------ Provided records
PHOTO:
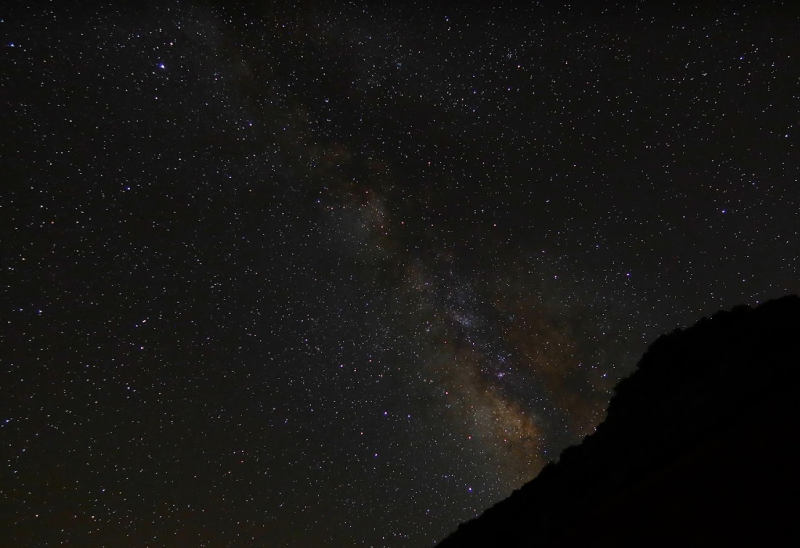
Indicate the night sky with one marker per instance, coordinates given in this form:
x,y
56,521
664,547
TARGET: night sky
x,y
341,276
------------
------ Provided records
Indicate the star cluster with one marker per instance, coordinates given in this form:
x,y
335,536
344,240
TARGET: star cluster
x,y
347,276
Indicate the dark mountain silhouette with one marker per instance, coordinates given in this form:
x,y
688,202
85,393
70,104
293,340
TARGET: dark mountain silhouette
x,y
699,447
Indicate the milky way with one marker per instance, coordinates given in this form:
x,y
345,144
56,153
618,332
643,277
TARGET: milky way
------------
**Assigned task**
A count is all that should be returned: the number of lines in these records containing the string "milky".

**Expected output**
2